--- BEGIN ---
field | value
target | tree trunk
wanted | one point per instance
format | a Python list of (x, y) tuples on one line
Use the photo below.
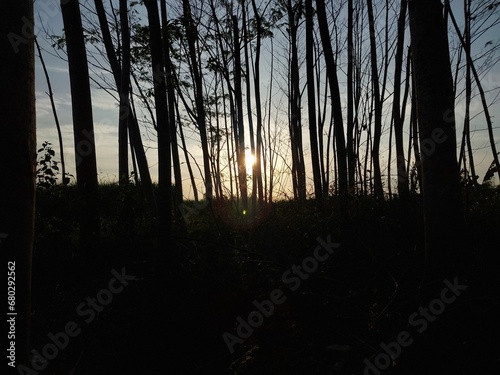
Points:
[(396, 109), (242, 173), (160, 93), (18, 145), (331, 68), (313, 133), (445, 235), (124, 101), (192, 35), (134, 132), (83, 124), (376, 173)]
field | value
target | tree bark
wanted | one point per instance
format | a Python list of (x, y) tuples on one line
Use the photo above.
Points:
[(313, 132), (444, 225), (83, 124), (331, 68), (164, 157), (396, 109), (18, 145), (124, 101)]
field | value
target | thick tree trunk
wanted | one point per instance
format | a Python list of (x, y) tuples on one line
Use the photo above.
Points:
[(18, 145), (445, 235)]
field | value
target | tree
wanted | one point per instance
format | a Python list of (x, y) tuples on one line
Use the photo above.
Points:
[(377, 98), (124, 92), (83, 125), (134, 133), (444, 224), (331, 68), (18, 144), (313, 132), (396, 109), (160, 93)]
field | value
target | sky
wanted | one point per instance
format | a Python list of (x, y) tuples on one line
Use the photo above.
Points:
[(105, 109)]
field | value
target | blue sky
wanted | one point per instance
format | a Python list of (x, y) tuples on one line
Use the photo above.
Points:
[(105, 109)]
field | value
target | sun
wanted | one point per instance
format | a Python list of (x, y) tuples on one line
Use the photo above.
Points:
[(249, 161)]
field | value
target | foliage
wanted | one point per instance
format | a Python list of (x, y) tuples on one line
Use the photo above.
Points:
[(47, 169)]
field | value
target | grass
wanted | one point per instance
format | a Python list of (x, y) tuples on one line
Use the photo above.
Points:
[(173, 317)]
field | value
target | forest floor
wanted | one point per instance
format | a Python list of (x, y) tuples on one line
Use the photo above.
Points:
[(227, 296)]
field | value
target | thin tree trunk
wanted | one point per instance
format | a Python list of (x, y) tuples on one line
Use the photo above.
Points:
[(17, 147), (376, 173), (481, 93), (242, 174), (54, 111), (192, 36), (83, 126), (396, 110), (313, 134), (336, 107), (164, 142), (123, 170)]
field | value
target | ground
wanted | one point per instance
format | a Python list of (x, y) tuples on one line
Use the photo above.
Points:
[(187, 309)]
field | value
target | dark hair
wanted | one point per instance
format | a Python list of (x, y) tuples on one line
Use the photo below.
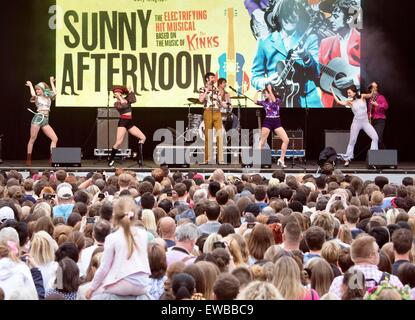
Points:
[(222, 197), (67, 249), (384, 264), (231, 215), (406, 273), (166, 205), (253, 208), (212, 210), (157, 260), (69, 273), (381, 234), (402, 240), (296, 206), (73, 219), (226, 287), (226, 229), (183, 286)]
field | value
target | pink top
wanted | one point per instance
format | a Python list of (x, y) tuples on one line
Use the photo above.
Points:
[(311, 295), (378, 112), (115, 264)]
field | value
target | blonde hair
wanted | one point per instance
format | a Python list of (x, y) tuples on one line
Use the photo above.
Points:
[(287, 278), (345, 234), (321, 275), (211, 272), (41, 248), (211, 239), (149, 220), (122, 208), (259, 290), (331, 252)]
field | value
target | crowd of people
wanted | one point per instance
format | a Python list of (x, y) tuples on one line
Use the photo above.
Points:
[(177, 236)]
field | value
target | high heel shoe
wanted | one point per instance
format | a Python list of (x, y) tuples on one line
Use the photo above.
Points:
[(281, 163)]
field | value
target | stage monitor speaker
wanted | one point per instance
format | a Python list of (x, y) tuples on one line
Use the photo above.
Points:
[(257, 157), (102, 134), (337, 139), (382, 159), (296, 140), (66, 157)]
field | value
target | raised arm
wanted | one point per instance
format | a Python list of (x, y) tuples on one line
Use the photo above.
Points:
[(271, 93), (256, 96), (131, 98), (366, 96), (52, 84), (342, 103), (32, 90)]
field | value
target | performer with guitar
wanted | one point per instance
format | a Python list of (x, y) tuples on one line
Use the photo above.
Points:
[(287, 58), (209, 96), (377, 111), (272, 121), (125, 97), (339, 55), (360, 121), (41, 96)]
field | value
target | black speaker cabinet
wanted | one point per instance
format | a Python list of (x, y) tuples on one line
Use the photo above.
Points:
[(382, 159), (66, 157), (337, 139), (256, 158)]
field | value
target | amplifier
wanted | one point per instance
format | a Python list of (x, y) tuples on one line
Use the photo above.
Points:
[(296, 140)]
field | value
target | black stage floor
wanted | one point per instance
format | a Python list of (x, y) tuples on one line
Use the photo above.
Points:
[(292, 167)]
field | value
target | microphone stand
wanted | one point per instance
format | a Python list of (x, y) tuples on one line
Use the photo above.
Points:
[(108, 123)]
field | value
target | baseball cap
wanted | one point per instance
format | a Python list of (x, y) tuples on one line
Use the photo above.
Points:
[(64, 191)]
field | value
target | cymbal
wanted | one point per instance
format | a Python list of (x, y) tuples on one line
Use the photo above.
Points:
[(194, 100)]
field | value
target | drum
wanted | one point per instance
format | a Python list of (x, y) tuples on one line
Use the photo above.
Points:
[(231, 123), (194, 121)]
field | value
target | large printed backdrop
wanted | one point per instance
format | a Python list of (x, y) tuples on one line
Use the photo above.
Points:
[(161, 48)]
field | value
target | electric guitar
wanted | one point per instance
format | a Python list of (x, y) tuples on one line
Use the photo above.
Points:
[(257, 137), (288, 89), (336, 69)]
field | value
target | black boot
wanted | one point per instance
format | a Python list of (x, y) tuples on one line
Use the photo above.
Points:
[(112, 156), (140, 155)]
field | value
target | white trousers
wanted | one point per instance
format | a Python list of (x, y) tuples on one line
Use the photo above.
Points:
[(357, 125)]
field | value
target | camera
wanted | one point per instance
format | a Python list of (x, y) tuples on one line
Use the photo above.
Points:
[(48, 196), (90, 220), (219, 244)]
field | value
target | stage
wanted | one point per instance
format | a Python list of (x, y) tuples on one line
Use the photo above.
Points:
[(293, 167)]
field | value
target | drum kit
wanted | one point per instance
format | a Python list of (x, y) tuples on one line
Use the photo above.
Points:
[(196, 125)]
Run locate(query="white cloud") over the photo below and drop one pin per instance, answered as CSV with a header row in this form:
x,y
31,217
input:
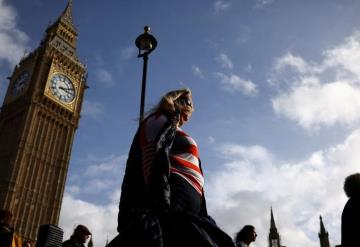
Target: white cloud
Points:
x,y
252,179
198,72
221,5
313,105
92,109
233,83
107,165
291,61
242,191
13,42
104,78
100,176
100,219
263,3
321,94
225,61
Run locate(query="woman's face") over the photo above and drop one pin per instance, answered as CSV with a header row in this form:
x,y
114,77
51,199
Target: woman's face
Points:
x,y
187,111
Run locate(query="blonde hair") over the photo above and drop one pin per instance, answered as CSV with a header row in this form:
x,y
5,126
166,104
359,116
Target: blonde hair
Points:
x,y
171,102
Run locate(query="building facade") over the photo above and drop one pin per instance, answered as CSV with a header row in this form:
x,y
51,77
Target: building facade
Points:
x,y
38,120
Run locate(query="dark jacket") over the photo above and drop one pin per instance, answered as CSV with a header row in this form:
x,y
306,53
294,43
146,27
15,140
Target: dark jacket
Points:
x,y
6,235
72,243
135,196
350,223
145,217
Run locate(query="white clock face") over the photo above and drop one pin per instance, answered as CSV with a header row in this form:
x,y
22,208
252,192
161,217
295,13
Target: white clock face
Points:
x,y
20,83
62,88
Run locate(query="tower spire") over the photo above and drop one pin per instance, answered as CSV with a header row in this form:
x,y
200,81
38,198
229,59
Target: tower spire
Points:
x,y
66,16
323,235
272,221
274,237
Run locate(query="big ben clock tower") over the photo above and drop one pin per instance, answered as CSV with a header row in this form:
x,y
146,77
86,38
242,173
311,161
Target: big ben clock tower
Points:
x,y
38,120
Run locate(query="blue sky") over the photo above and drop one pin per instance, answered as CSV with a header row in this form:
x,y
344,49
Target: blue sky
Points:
x,y
276,87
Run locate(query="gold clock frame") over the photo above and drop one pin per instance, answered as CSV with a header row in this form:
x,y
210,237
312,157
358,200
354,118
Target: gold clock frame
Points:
x,y
70,105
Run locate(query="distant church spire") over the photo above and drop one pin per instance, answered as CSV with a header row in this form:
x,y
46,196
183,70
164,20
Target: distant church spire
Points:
x,y
323,235
274,237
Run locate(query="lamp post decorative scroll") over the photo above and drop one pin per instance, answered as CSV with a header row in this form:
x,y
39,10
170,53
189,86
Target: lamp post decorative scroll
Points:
x,y
146,43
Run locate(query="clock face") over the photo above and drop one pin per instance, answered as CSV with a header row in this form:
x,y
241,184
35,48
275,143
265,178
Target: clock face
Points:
x,y
62,88
20,83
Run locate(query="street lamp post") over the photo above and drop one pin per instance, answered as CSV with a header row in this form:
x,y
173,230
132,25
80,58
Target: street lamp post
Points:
x,y
146,43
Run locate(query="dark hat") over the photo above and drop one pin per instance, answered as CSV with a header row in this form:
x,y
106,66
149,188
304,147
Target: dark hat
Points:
x,y
83,230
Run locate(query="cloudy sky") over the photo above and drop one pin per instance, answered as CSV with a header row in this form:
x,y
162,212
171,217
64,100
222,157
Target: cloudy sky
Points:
x,y
276,87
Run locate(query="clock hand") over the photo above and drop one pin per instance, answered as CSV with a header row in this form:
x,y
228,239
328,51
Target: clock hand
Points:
x,y
64,89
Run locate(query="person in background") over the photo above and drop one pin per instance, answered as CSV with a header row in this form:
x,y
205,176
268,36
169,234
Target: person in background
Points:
x,y
8,237
79,237
245,236
350,219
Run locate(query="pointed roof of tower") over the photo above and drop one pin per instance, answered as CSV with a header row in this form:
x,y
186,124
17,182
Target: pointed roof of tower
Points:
x,y
273,234
272,221
66,16
322,227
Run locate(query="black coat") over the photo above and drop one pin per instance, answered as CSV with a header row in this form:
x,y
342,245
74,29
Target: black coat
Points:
x,y
350,223
145,217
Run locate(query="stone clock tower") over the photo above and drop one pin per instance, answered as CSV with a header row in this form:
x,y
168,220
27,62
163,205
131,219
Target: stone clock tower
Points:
x,y
38,120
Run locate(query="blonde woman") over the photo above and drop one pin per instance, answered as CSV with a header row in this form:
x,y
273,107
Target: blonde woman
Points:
x,y
162,199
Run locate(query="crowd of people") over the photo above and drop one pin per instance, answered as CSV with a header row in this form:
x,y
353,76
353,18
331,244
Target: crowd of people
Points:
x,y
162,201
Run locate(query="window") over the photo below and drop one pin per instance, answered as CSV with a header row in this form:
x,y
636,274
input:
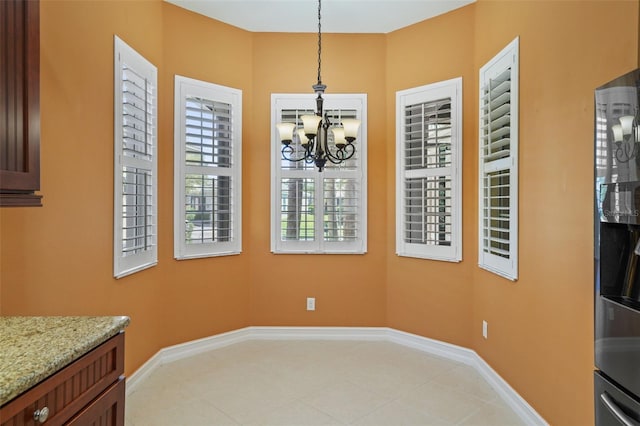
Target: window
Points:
x,y
428,168
498,168
312,211
208,166
135,162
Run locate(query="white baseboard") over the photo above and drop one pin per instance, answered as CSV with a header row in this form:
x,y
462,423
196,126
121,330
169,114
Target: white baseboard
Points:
x,y
431,346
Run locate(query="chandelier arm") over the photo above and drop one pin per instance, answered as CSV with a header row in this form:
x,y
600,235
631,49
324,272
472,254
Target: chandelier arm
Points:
x,y
342,154
288,151
319,42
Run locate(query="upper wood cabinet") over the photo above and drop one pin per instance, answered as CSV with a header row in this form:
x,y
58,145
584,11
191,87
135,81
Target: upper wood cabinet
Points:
x,y
20,103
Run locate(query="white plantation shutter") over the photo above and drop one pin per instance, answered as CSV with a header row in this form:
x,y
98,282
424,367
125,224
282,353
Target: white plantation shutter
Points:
x,y
135,162
208,126
498,168
318,212
428,171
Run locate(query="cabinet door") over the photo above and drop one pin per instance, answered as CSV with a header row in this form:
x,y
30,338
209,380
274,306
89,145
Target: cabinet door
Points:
x,y
107,409
19,103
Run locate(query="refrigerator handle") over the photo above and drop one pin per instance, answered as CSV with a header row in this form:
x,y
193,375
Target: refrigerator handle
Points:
x,y
616,411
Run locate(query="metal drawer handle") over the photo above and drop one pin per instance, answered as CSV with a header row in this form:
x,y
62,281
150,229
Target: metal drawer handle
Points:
x,y
40,416
616,411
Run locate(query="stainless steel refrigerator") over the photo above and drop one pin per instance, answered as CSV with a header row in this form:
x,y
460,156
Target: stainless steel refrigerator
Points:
x,y
617,249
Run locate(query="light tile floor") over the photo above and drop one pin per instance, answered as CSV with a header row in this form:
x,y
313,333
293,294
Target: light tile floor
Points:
x,y
298,383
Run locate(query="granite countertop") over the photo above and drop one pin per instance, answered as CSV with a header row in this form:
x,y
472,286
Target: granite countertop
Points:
x,y
33,348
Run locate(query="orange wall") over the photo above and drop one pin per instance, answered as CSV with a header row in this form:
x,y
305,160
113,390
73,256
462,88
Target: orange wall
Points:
x,y
432,298
544,319
57,260
349,290
541,327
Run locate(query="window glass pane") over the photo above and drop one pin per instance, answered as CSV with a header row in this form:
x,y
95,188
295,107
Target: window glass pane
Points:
x,y
496,215
137,115
428,134
495,131
137,217
428,210
297,211
208,133
341,209
208,209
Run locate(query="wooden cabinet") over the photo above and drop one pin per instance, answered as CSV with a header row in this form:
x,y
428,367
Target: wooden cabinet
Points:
x,y
91,390
20,103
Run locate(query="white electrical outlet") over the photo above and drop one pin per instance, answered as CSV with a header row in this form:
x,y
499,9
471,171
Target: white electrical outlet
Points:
x,y
311,303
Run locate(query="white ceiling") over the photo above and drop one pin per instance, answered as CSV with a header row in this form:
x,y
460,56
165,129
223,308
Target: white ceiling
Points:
x,y
338,16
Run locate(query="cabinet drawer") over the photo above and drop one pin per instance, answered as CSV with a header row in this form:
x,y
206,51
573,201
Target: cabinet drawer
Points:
x,y
106,410
66,392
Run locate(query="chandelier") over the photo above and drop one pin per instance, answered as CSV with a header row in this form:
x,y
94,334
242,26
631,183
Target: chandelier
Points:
x,y
313,137
626,136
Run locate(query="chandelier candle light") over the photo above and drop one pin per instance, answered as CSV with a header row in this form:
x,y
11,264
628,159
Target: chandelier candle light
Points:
x,y
626,136
313,136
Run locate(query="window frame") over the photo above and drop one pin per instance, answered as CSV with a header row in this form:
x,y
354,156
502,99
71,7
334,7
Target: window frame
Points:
x,y
185,87
506,267
280,102
451,89
124,265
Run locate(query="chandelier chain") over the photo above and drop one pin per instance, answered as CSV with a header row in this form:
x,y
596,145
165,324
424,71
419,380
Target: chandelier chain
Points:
x,y
319,42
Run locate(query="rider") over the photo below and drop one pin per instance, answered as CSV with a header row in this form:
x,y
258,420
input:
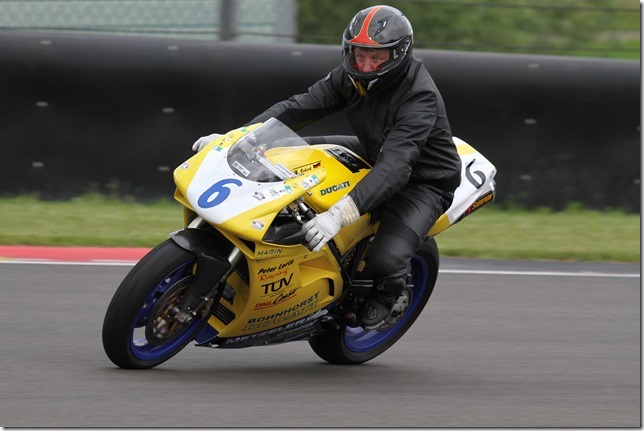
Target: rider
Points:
x,y
399,119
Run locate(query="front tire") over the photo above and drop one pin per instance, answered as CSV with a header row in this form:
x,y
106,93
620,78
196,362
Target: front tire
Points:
x,y
350,346
138,329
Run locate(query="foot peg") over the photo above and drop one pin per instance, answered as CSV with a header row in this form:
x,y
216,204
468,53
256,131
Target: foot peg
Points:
x,y
397,312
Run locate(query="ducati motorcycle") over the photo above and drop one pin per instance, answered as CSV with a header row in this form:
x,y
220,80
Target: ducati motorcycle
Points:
x,y
239,273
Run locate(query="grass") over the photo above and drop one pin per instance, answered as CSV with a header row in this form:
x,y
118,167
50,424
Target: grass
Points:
x,y
575,234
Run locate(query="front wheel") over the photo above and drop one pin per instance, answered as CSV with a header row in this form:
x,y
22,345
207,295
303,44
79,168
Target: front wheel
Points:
x,y
355,345
139,330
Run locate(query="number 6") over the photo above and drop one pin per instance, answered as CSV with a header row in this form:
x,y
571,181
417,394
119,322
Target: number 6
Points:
x,y
219,189
470,177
--- END ---
Please scale everything from the start of the data down through the line containing "109), (160, 93)]", reproducing those lines in full with the requests, multiplying only the point coordinates in the answers by 1.5 and rounding each to a whole number, with halves rounded up. Leave the pictures out.

:: Worked answer ::
field | value
target | tree trunk
wanted | one point per instance
format | a Python list of (x, y) tuples on one line
Use the photo below.
Points:
[(594, 164), (363, 260), (240, 140), (27, 218), (497, 102), (470, 200), (668, 353), (186, 152), (288, 53), (201, 198), (125, 186), (564, 260)]
field | value
target | tree bark
wanted | one point per instance
format | a Python list of (x, y) tuples on one line
Use the photo above.
Points:
[(470, 198), (666, 338), (125, 186), (497, 102), (246, 236), (594, 164), (27, 218), (186, 152)]
field | value
target | thick tree trunk
wanted | one point per instance
format | a Python list of (x, y) tuples on one line
Use the photo above.
Points:
[(27, 218), (668, 353)]
field | value
target | tree
wanted | one point per instance
format | a Python list of (x, y) tuples on one line
Use the photo above.
Points:
[(566, 147), (186, 138), (125, 188), (201, 200), (666, 336), (497, 102), (27, 216), (470, 198), (594, 164), (240, 140)]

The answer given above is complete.